Required action — Resume the article on Beeb Birtles below, picking up right after its final sentence.

Background information
- Born: Gerard Bertelkamp 28 November 1948 (age 77) Amsterdam, Netherlands
- Origin: Adelaide, South Australia, Australia
- Genres: Folk rock, pop rock, soft rock
- Occupations: Musician; singer; songwriter;
- Instruments: Vocals; guitar; bass;
- Years active: 1964–present
- Labels: Columbia; RCA; EMI; Capitol; MCA; Universal; Sonic Sorbet;
- Formerly of: Zoot; Mississippi; Little River Band; Birtles & Goble; Birtles Shorrock Goble;

= Beeb Birtles =

Australian musician, singer, songwriter and guitarist (born 1948)

Gerard Bertelkamp AM (born 28 November 1948), known professionally as Beeb Birtles, is an Australian musician, singer, songwriter and guitarist. He has been a member of various Australian groups including Zoot (1967–71), Mississippi (1972–74), Little River Band (1975–83) and Birtles Shorrock Goble (2002–07). He has also worked as a solo artist, including releasing an album, Driven by Dreams (2000). In 2004, Birtles and other members of the classic line-up of Little River Band were inducted into the ARIA Hall of Fame.

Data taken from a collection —
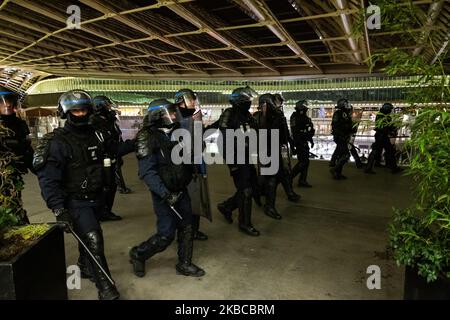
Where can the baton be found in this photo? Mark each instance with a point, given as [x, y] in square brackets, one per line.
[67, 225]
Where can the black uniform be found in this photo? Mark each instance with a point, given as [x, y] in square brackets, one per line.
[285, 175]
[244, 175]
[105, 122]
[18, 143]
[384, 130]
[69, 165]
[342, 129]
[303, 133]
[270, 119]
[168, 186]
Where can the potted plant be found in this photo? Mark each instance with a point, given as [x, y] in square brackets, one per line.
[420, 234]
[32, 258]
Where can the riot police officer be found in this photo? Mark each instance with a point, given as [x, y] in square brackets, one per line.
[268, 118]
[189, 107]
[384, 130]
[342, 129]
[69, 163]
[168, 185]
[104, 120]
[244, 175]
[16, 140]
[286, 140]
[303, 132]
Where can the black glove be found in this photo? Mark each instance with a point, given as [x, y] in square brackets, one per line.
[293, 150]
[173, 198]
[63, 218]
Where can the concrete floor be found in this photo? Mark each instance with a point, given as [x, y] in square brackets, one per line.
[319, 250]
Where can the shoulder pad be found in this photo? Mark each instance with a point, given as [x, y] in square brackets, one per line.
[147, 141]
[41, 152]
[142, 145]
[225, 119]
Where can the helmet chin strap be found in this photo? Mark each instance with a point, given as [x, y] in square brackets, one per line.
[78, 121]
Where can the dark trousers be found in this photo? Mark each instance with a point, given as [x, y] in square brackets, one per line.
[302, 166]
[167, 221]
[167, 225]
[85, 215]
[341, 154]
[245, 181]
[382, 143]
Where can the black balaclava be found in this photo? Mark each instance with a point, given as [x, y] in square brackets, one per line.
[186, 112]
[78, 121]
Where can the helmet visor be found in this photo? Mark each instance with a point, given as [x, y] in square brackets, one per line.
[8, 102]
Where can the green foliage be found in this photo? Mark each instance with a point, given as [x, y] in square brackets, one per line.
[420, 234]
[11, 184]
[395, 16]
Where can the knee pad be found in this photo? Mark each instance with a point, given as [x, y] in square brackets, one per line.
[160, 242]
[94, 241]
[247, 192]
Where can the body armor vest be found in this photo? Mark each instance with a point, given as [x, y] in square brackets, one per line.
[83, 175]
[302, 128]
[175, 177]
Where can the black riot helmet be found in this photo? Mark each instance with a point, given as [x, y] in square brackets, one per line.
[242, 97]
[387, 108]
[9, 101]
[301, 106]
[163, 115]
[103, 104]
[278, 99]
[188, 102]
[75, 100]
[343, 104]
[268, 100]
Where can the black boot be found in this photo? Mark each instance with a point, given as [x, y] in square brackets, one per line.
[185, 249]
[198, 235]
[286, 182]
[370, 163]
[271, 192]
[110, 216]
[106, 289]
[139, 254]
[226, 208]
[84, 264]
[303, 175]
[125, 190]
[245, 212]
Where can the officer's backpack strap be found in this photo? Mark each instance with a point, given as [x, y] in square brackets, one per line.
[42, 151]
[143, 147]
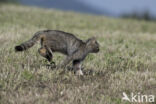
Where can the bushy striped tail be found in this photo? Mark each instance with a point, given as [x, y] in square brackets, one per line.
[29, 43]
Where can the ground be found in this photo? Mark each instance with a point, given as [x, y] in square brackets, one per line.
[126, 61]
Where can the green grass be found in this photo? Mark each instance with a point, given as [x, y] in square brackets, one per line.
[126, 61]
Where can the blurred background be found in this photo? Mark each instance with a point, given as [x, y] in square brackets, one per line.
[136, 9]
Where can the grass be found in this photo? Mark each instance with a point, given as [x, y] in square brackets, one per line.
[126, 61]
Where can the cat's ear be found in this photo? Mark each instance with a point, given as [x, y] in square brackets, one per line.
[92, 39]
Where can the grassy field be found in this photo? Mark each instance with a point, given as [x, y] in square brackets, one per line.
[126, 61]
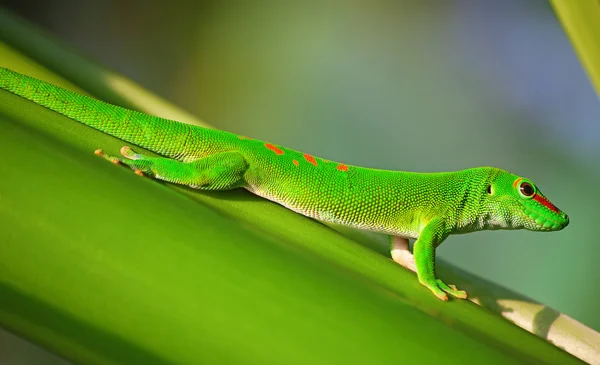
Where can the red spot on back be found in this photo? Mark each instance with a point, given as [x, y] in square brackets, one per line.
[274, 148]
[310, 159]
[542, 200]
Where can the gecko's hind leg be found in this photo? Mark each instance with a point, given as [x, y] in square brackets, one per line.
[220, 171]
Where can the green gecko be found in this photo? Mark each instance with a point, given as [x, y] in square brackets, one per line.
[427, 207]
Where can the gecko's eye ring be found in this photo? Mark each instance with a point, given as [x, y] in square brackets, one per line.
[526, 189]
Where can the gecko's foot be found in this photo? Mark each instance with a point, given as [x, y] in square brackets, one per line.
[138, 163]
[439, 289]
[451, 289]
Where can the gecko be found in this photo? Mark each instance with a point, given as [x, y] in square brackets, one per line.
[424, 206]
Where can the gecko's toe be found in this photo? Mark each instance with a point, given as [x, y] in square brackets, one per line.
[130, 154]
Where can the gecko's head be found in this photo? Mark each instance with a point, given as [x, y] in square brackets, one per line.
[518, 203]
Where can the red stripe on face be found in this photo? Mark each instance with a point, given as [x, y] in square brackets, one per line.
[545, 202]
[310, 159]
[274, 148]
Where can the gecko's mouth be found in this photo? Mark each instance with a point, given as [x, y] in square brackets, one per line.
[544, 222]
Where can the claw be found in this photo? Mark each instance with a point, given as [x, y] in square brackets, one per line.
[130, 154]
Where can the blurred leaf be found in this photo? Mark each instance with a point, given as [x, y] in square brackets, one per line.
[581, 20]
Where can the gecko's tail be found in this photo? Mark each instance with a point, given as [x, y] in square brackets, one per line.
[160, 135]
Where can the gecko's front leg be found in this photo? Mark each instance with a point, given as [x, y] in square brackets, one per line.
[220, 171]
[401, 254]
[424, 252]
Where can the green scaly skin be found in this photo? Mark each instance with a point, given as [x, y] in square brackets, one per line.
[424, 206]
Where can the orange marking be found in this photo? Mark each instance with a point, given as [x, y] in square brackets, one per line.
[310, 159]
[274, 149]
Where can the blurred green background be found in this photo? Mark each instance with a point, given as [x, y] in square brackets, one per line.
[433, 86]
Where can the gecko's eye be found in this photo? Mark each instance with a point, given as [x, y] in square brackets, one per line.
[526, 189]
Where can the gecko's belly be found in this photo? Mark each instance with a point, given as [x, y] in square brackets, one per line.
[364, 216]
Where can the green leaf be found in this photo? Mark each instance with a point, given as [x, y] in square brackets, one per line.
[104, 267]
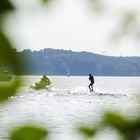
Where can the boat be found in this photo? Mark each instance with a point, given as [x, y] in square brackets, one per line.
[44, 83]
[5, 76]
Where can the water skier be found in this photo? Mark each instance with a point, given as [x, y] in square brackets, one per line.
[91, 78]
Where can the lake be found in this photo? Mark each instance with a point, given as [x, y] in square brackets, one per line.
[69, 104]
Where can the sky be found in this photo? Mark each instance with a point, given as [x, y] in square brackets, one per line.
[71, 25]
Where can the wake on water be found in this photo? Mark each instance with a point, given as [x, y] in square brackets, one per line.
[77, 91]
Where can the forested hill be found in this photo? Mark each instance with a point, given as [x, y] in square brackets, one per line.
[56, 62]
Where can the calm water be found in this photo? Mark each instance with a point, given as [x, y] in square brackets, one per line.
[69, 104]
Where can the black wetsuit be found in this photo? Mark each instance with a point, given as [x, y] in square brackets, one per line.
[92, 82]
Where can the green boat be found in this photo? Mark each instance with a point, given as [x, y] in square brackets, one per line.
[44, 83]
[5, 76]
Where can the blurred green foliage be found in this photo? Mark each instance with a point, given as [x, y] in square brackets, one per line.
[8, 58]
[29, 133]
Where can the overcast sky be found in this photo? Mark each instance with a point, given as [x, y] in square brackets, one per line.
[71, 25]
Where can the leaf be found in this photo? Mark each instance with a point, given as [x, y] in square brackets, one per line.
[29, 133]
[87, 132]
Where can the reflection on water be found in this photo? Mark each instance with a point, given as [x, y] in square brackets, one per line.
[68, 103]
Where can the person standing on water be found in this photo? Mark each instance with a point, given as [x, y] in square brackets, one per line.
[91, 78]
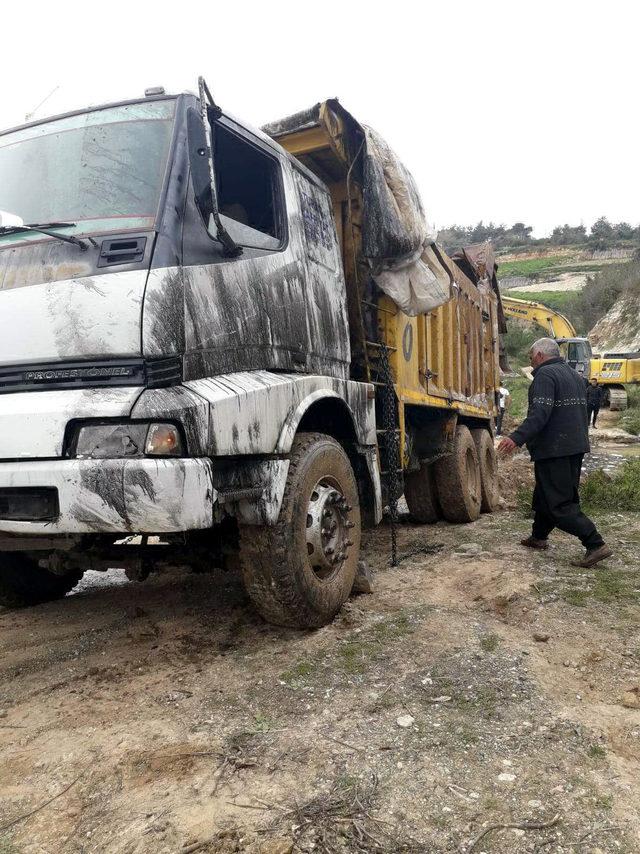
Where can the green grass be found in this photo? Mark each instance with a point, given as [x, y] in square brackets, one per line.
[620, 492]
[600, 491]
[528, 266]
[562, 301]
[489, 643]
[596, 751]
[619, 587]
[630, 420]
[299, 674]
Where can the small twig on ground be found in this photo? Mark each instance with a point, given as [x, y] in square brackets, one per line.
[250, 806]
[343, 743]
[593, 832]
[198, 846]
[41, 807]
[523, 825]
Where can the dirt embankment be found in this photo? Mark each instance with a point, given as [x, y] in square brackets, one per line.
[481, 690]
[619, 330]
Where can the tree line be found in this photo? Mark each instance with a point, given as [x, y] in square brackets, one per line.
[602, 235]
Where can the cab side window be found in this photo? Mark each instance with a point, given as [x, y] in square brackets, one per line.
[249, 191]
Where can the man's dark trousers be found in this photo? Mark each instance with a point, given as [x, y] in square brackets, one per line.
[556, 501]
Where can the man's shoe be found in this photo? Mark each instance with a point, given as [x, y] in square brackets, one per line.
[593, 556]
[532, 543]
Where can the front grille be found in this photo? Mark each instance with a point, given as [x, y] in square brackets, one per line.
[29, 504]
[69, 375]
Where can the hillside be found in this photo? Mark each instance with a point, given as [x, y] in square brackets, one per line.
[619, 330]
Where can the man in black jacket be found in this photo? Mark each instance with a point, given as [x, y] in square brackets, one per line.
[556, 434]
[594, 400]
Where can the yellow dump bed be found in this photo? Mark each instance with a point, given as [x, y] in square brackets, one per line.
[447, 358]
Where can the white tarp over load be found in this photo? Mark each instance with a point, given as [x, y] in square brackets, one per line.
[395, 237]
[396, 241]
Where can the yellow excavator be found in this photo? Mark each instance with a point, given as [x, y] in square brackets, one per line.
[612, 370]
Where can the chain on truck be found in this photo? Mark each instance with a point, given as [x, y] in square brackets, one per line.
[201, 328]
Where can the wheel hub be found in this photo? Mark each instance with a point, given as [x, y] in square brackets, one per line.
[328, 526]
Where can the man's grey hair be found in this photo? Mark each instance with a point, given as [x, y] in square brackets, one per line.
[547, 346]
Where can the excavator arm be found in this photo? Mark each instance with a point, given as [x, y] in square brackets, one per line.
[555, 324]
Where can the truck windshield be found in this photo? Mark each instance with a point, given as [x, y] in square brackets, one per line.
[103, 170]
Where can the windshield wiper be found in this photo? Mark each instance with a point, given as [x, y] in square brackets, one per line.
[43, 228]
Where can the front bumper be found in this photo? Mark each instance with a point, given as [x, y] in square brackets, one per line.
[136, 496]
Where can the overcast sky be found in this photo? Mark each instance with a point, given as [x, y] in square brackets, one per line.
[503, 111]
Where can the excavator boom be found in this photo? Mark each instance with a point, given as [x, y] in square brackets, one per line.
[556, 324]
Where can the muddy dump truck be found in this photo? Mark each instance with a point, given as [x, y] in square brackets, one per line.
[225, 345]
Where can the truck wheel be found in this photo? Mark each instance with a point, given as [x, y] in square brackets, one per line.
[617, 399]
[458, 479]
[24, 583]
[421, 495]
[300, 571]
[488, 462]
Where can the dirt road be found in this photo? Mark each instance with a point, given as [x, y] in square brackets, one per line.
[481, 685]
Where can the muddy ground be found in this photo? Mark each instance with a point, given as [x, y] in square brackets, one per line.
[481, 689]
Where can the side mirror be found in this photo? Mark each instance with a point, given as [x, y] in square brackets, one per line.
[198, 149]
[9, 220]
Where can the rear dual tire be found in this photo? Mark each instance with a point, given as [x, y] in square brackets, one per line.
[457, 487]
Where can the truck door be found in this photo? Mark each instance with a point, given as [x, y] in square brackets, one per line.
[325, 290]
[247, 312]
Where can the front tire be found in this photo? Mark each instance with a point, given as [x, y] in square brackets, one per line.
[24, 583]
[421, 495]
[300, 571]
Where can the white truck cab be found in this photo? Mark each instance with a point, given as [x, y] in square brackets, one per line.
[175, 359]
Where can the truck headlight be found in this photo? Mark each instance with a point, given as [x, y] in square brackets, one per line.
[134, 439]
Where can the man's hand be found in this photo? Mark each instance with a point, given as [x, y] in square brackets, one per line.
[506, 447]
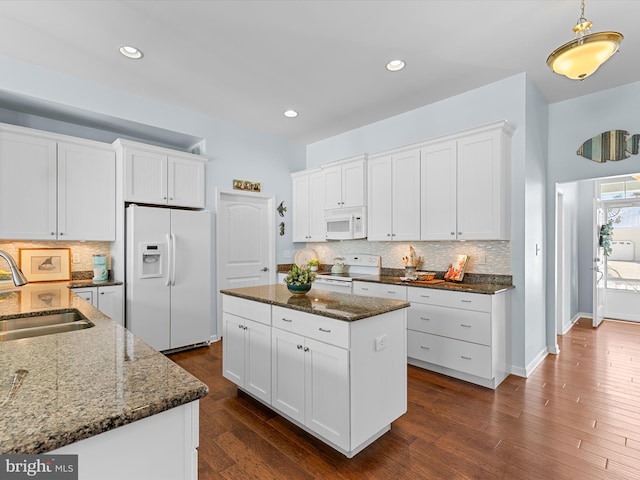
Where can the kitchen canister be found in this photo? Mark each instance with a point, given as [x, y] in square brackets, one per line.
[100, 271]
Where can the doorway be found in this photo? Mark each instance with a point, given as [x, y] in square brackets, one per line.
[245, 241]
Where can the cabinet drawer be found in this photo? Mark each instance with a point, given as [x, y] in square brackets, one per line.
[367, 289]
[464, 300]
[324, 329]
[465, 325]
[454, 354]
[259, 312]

Your response —
==Early life ==
Beeb Birtles was born on 28 November 1948 as Gerard Bertelkamp in Amsterdam, Netherlands, to Gerard Bertelkamp, Sr (30 May 1923 – 4 May 2000), a carpenter and building contractor, and Elisabeth Hendrika (née Deubel; 8 January 1924 – 2 December 2015). He has a younger sister, Elisabeth H (born 17 September 1952). Birtles later recalled seeing his parents singing in an amateur operetta in Amsterdam, saying that "I was very young and I went with my grandparents. They took me to the theatre to see my parents, and, er, I was so young that I actually called out my mother's name from the audience!"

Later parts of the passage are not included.